_RAW RECORDS:_
☆ ☆ ☆ ☆
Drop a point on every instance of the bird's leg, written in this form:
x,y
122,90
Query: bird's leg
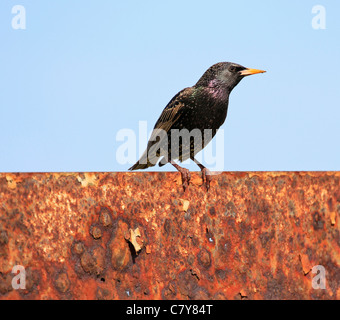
x,y
206,174
185,174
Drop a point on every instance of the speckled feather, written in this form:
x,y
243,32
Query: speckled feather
x,y
203,106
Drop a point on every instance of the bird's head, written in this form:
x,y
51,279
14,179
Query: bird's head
x,y
225,76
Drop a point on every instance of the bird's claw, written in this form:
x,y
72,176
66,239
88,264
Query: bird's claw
x,y
206,178
185,178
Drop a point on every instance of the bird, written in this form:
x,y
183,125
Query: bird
x,y
180,131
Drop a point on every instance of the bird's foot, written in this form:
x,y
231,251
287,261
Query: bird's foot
x,y
185,173
206,178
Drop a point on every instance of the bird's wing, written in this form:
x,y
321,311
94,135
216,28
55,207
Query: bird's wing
x,y
173,110
171,113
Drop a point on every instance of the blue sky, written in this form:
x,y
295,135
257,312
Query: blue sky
x,y
82,71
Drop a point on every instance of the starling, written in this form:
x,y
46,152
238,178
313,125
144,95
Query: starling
x,y
191,119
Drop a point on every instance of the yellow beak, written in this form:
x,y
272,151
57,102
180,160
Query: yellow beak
x,y
248,72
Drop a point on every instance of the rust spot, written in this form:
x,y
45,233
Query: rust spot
x,y
93,261
105,217
204,258
254,235
119,248
62,282
96,232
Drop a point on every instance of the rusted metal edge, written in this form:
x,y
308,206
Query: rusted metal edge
x,y
254,235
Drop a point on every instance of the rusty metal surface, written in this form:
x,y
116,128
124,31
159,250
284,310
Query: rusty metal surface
x,y
255,235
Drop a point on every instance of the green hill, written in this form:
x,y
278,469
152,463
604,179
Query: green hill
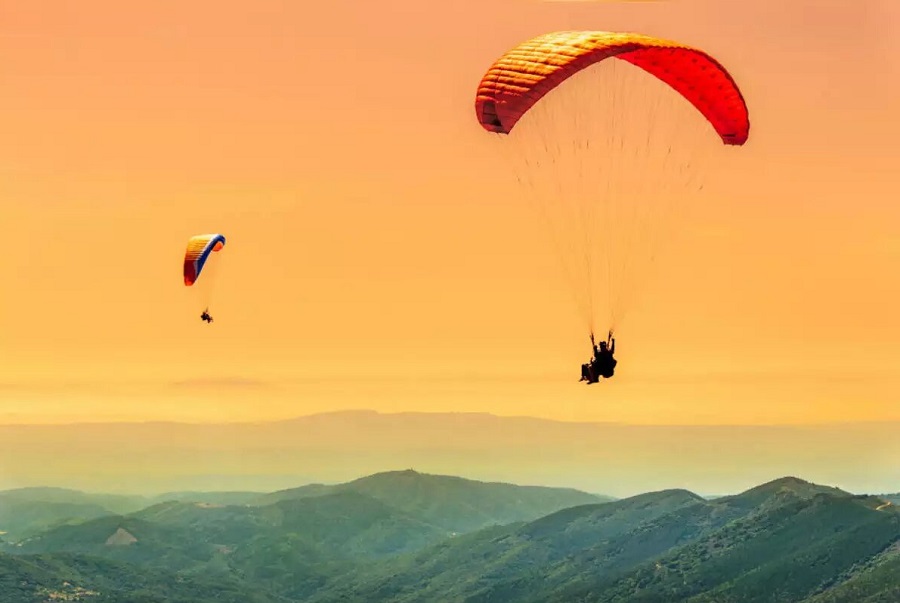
x,y
453,503
666,546
408,537
64,577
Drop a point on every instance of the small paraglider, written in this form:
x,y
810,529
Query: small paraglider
x,y
603,363
196,257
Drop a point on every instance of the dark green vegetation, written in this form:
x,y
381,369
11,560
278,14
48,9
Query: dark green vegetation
x,y
405,536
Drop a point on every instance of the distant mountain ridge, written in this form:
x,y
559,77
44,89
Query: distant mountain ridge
x,y
612,459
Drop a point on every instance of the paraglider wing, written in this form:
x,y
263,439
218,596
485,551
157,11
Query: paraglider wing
x,y
198,250
522,76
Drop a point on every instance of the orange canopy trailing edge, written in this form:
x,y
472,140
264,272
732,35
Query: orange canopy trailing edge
x,y
522,76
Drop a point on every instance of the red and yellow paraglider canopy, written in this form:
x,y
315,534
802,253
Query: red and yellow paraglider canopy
x,y
522,76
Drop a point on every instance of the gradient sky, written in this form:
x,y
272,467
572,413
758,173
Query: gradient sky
x,y
375,259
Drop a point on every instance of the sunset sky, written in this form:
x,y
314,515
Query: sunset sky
x,y
375,257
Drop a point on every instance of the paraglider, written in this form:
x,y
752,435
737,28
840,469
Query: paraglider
x,y
196,257
606,152
603,363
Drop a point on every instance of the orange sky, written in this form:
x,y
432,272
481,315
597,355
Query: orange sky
x,y
334,144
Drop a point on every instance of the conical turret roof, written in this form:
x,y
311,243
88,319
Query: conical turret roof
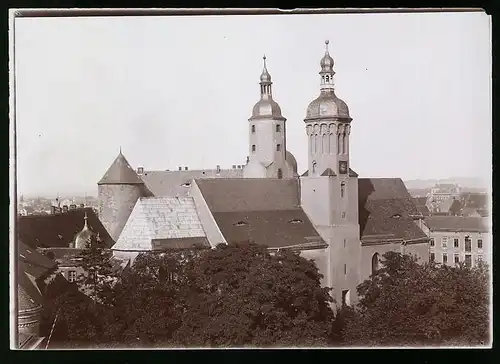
x,y
120,172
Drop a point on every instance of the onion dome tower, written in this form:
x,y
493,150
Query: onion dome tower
x,y
267,136
328,125
118,191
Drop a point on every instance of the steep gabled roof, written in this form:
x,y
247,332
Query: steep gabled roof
x,y
386,211
120,172
176,183
262,210
59,230
157,220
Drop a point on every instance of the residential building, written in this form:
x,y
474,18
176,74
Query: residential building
x,y
343,222
457,239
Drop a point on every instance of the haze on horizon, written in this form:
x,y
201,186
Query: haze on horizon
x,y
178,91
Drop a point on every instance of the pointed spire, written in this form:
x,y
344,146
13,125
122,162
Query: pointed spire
x,y
120,172
265,77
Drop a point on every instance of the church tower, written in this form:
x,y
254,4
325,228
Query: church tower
x,y
118,191
268,157
329,189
☆ ☆ ☆ ☆
_TASK PROMPT:_ Reproduce all of the records above, substituting "Place a point" for every occurrence of "Drop a point" and leaving everything else unchanged. Omit the pictures from your answer.

_SOLUTION TO THIS EXERCISE:_
Place a point on every instance of the bird's leg, written in this form:
x,y
122,90
Query: bird's leg
x,y
206,174
185,174
Place a point on every instance of the speckled feather, written in this form:
x,y
243,32
Query: speckled feather
x,y
203,106
Place a point on every instance of the bird's head, written in this form:
x,y
51,279
14,179
Query: bird's head
x,y
225,76
Place a point on every instance of the bird's claw, written in this form:
x,y
72,176
66,239
88,264
Query: bird's claw
x,y
206,178
185,178
Place a point on every instance of the bird, written in this form:
x,y
183,125
Query: bird
x,y
180,131
Place a point on every instance of the bird's foot, written in this form:
x,y
231,251
287,261
Query: bird's foot
x,y
185,173
206,178
Place a point on every instance of the bird's wing, written in this form:
x,y
321,311
94,135
216,28
55,207
Query: bird's wing
x,y
173,110
171,113
Place a point on every instance of the blue sky, written in this form:
x,y
295,135
257,312
Query: blue sky
x,y
82,71
Place a point on every instance of the starling, written in this form:
x,y
46,152
238,178
313,125
144,95
Query: starling
x,y
191,119
Place a point on every instance of the yellow beak, written in this form:
x,y
272,151
57,102
180,160
Query: yellow beak
x,y
248,72
Place a point on every instance of the rust spot, written in this form:
x,y
45,233
Query: rust spot
x,y
93,261
105,217
204,258
254,235
119,248
62,282
96,232
Place a point on every instance of the rusted metal edge, written in this form:
x,y
308,206
Query: rusted metal edge
x,y
254,235
Place a point on every instance of the rusty metal surface, written in this form:
x,y
116,128
124,31
159,250
284,310
Query: rusty metal surface
x,y
255,235
Place a point on every instance of the green hill, written in this form:
x,y
278,469
152,463
604,179
Query: green hill
x,y
453,503
666,546
408,537
64,577
Place a point on every instance of the small paraglider, written in this form:
x,y
810,529
Query: small paraglider
x,y
603,363
196,257
Place a point on every instance of the dark green vegetation, written in this form:
x,y
381,369
11,560
278,14
48,9
Query: dark green vegetation
x,y
405,536
Place a point on every instance of the distant mountain ridge, written in this form:
x,y
559,77
44,89
Query: distant mountain ridge
x,y
612,459
Place a point on every instance of the paraglider wing, written in this form:
x,y
263,439
218,596
485,551
157,11
Query: paraglider wing
x,y
198,250
522,76
Place a point on every instance of the orange canopy trailing edge, written in this form:
x,y
472,140
264,272
732,35
Query: orange canopy trailing edge
x,y
522,76
Place a point on every instance of the red and yellow paraglider canopy, written in this form:
x,y
315,534
802,253
Query: red and yellow paraglider canopy
x,y
522,76
Place a point on every instance of the gradient sky, written in this form:
x,y
272,467
572,413
758,173
Query: gradient sky
x,y
375,259
Place a point on every instance of the sunset sky, written in this form:
x,y
314,515
Query: sunset sky
x,y
375,257
Place a point on every instance of the paraglider, written in this form:
x,y
752,435
737,28
840,469
Query: paraglider
x,y
196,257
606,152
603,363
Place a point on every instance of the orange sky, written in this form:
x,y
432,272
481,315
597,355
Query: orange sky
x,y
334,144
Place a point on every instance of the conical turret roof, written in this form:
x,y
311,243
88,319
Query: conical turret roof
x,y
120,172
Place a point on every instance of the onion dome tower, written in this form:
x,y
493,150
Query: onion dome tower
x,y
267,136
328,125
118,191
Place a point on every instance of the steep gabled roof, written in this form:
x,y
247,332
Query: steep gabled roof
x,y
386,211
120,172
176,183
262,210
59,230
157,220
Place a point on every instance of the residential building, written in this form:
x,y
474,18
176,74
Query: residential building
x,y
343,222
457,239
Place a point on every instance of the haze on horizon, written in this form:
x,y
201,186
Query: haze on horizon
x,y
178,91
Place a point on every instance of the pointed spire, written in this form:
x,y
344,146
13,125
122,162
Query: pointed spire
x,y
120,172
265,77
Place a point on every instance of the church tower, written in this form:
x,y
254,4
325,228
Query: church tower
x,y
118,191
268,157
329,189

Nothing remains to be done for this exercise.